• **TASK INSTRUCTIONS**
What is needed is a word-for-word copy of every record below, minus the pictures.

• **SUPPLIED ENTRIES**
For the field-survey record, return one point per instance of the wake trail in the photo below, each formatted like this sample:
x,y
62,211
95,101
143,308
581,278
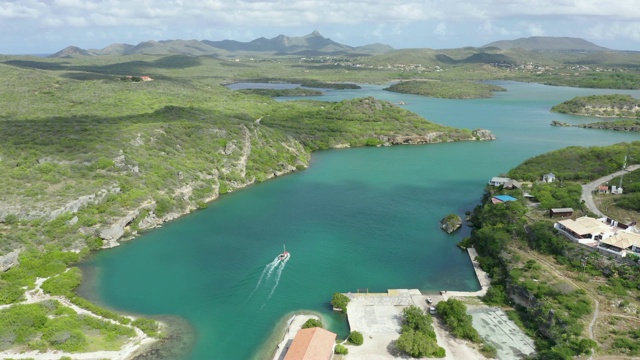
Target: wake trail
x,y
268,269
277,279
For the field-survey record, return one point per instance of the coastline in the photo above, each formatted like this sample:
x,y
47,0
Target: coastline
x,y
132,347
282,330
293,326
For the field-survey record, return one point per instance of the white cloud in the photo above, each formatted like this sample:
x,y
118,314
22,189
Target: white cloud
x,y
608,31
441,30
535,30
388,21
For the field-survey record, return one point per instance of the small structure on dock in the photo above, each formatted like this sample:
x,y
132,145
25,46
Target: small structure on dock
x,y
499,199
311,344
560,212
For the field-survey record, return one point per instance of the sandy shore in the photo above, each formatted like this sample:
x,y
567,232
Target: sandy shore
x,y
133,346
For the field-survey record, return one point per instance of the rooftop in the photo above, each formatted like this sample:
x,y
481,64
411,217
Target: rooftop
x,y
311,344
622,240
585,225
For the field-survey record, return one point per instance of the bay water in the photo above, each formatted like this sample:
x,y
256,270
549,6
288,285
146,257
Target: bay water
x,y
361,219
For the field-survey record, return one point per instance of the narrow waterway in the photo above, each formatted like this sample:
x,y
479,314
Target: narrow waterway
x,y
362,218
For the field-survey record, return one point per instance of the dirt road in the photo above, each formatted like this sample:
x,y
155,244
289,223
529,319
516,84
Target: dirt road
x,y
588,189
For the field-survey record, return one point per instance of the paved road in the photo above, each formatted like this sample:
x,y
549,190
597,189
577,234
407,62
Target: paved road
x,y
588,189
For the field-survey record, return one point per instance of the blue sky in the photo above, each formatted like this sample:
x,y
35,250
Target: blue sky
x,y
46,26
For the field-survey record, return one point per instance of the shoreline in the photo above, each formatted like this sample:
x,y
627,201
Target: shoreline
x,y
132,347
270,346
294,324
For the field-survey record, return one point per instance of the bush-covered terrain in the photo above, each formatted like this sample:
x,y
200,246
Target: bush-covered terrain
x,y
88,159
418,339
578,163
601,105
551,282
446,89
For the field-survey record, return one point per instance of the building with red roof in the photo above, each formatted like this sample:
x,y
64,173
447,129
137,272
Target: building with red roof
x,y
311,344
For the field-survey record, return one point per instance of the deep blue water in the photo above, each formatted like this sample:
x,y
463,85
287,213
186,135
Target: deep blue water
x,y
357,218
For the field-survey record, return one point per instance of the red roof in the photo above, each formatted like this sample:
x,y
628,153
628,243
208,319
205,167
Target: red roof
x,y
311,344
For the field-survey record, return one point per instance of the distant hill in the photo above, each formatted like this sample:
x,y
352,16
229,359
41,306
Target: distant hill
x,y
71,51
547,43
313,44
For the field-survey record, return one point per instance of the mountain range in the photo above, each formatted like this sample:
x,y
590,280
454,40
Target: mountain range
x,y
309,45
314,44
547,43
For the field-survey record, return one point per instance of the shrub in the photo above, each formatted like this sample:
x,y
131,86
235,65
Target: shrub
x,y
454,314
418,344
356,338
416,319
10,219
489,351
341,350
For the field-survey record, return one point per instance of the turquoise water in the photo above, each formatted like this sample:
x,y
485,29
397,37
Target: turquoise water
x,y
357,218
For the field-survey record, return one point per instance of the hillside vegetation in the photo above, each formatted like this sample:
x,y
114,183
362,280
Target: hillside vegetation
x,y
552,284
445,89
616,105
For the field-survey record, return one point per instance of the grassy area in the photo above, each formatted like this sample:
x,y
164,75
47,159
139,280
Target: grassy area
x,y
446,89
81,149
555,285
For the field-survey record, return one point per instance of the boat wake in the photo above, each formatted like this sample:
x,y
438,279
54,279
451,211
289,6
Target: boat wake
x,y
270,276
280,266
268,269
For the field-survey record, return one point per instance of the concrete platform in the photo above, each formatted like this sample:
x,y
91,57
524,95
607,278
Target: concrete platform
x,y
494,326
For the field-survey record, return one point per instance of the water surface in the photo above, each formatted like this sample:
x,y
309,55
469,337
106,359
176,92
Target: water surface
x,y
362,218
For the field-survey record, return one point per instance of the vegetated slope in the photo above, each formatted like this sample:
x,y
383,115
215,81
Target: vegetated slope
x,y
577,163
446,89
87,161
548,43
282,44
555,285
359,122
601,105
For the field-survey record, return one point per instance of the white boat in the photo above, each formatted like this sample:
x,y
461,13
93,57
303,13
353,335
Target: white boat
x,y
284,256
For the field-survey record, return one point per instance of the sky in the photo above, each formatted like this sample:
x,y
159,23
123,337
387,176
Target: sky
x,y
47,26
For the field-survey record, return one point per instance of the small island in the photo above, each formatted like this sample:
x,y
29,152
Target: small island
x,y
283,92
450,223
616,105
446,89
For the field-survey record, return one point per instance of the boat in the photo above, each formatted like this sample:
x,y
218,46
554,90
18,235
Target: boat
x,y
284,256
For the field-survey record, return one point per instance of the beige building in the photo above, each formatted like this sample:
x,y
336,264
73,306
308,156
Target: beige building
x,y
312,344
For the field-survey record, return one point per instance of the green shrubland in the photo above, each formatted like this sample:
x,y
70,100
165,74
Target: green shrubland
x,y
418,339
446,89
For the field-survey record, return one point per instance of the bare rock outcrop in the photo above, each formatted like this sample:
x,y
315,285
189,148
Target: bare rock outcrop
x,y
115,231
483,135
9,260
450,223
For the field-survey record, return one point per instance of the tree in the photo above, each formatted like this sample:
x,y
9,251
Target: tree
x,y
416,319
454,314
312,323
418,344
341,350
356,338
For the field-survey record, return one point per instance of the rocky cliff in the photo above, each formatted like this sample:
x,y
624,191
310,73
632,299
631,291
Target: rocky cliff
x,y
450,223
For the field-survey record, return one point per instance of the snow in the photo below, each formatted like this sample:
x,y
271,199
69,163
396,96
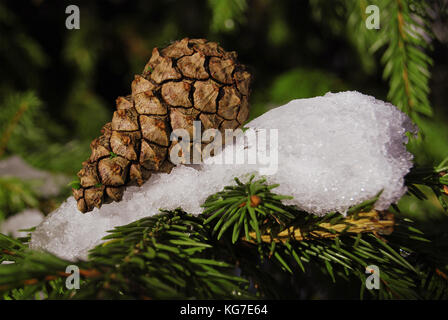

• **WRITTEN ANSWER**
For the field-survey record, return one point per instance of the wake trail in the photo below, each formatted like this sample:
x,y
62,211
95,101
143,308
581,278
Target: wake trail
x,y
268,269
277,279
For the field-survey record, return one point per instance of the coastline in the photo above, each formatted like this sample:
x,y
47,0
Target: coastline
x,y
132,347
282,330
293,326
For the field-survey record, return one point per instance of the white cloud in the photo above, each formatted like this sample:
x,y
118,314
22,189
Target: white cloud
x,y
608,31
441,30
535,30
388,21
For the field-survey record, return one point per instance of the small structure on dock in the photo above, each formatted like this sample:
x,y
132,145
25,46
Target: small structure on dock
x,y
499,199
311,344
560,212
For the field-survey record, return one point per instance of the sandy shore in the photo above, each formatted like this sample:
x,y
567,232
Target: sandy shore
x,y
133,346
For the field-survey record, return one point per instance of the rooftop in the photo above, each formatted like this sample:
x,y
481,64
411,217
Target: rooftop
x,y
311,344
622,240
585,225
For the field-survey record, return one point per instance of the bay water in the photo above, each formatted like this sample:
x,y
256,270
549,6
288,285
146,257
Target: bay water
x,y
361,219
For the field-survey record, return one point per instance of the narrow waterway in the photo above, each formatted like this sample:
x,y
479,314
Target: narrow waterway
x,y
362,218
For the field-survey record, return one point per instance of the dirt road in the photo above, each formatted like this sample:
x,y
155,244
289,223
529,319
516,84
Target: dirt road
x,y
588,189
For the field-survey record, return one point per instance of the paved road in the photo above, each formatted like this sample:
x,y
549,190
597,189
577,234
407,62
Target: paved road
x,y
588,189
For the field-survey record, return one point per instance of the blue sky in the photo above, each formatted like this sample:
x,y
35,250
Target: blue sky
x,y
46,26
For the field-survey record, return one point per instance of the shoreline in the photo above, each formatted like this sample:
x,y
627,201
Target: shoreline
x,y
132,347
270,346
294,324
For the field-survey record, return one point per instance of the bush-covered terrain in the photo above, each formatted like this sample:
x,y
200,246
Target: bush-covered terrain
x,y
88,159
418,339
578,163
601,105
551,282
446,89
For the field-survey record, return one point per instance of the building with red roof in the photo above, each formatted like this sample:
x,y
64,173
447,129
137,272
Target: building with red roof
x,y
311,344
For the field-survey record, return one point per instance of the deep blue water in the photo above, each formatted like this sample:
x,y
463,85
287,213
186,135
Target: deep blue water
x,y
357,218
For the field-survey record, return one point per instance of the red roof in the photo above, each formatted like this sample:
x,y
628,153
628,243
208,319
205,167
Target: red roof
x,y
311,344
For the field-survey record, return one point per instance of the distant hill in the photo above, each formatted like this sample:
x,y
352,16
229,359
41,306
Target: distant hill
x,y
71,51
547,43
313,44
For the field-survey record, return one point per instance of the mountain range in the photo above, each formatted like this sample:
x,y
590,280
454,40
Target: mountain range
x,y
309,45
314,44
547,43
For the field-survey record, return one point per instance of the shrub in the photo above, each formatted like this sample:
x,y
131,86
235,65
Target: shrub
x,y
454,314
418,344
356,338
416,319
10,219
489,351
341,350
For the field-survey record, return one point per instance of the turquoise water in the photo above, each formatted like this sample:
x,y
485,29
397,37
Target: turquoise water
x,y
357,218
For the field-survey record, return one point per instance of the hillside vegetation in the photo above, each formatted like this sample:
x,y
114,183
362,280
Target: hillside vegetation
x,y
552,284
445,89
616,105
For the field-survey record, return one point per instance of the grassy area in the photo above, each formatted like this sample:
x,y
164,75
47,159
139,280
Target: grassy area
x,y
446,89
81,149
555,285
For the field-survey record, return one point per instance of the boat wake in the photo above, each formatted like this sample:
x,y
438,279
54,279
451,211
289,6
Target: boat wake
x,y
270,276
280,266
268,269
For the field-survey record, return one point per instance of the concrete platform in the photo above, each formatted like this sample:
x,y
91,57
524,95
607,278
Target: concrete platform
x,y
494,326
For the field-survey record, return one point per instance of the water surface in the photo above, each formatted like this sample:
x,y
309,55
469,337
106,359
176,92
Target: water surface
x,y
362,218
For the field-survey record, return one point per instance of the vegetated slope in the photo above, each formatted like this sample:
x,y
383,115
215,81
Target: vegetated slope
x,y
577,163
446,89
87,161
548,43
282,44
555,285
359,122
601,105
For the field-survey record, return one point per instance of the white boat in the photo above, each formatted like this sample:
x,y
461,13
93,57
303,13
353,335
Target: white boat
x,y
284,256
For the field-survey record, return one point per instance of the sky in the photo above, each formatted like this sample:
x,y
159,23
123,337
387,176
Target: sky
x,y
47,26
For the field-survey record, return one point per instance of the small island in the photo above, each formatted like this sample:
x,y
29,152
Target: small island
x,y
283,92
450,223
616,105
446,89
For the field-survey record, return one point per instance of the boat in the photo above, each formatted like this sample:
x,y
218,46
554,90
18,235
Target: boat
x,y
284,256
For the field-survey record, return one point per instance of the beige building in the photo above, each formatted like this sample:
x,y
336,264
73,306
308,156
Target: beige building
x,y
312,344
For the field-survey record, return one point per instance of the green shrubland in the photo above, each formatted like this sample:
x,y
70,100
165,74
Target: green shrubland
x,y
418,339
446,89
For the field-survey record, return one point per instance of the bare rock outcrop in the photo above, each formatted like this sample:
x,y
315,285
189,148
Target: bare rock outcrop
x,y
115,231
483,135
9,260
450,223
For the field-survey record, return one point per instance of the tree in the photo above, each formatted like this sample:
x,y
9,251
Target: tree
x,y
416,319
454,314
312,323
418,344
341,350
356,338
For the field-survey record, return one point per instance of the rocky cliff in the photo above, each formatted like this sample:
x,y
624,191
310,73
632,299
631,291
Target: rocky cliff
x,y
450,223
For the field-survey record, return one point per instance of the snow in the photo below, each formatted like this sample:
x,y
271,199
69,163
396,96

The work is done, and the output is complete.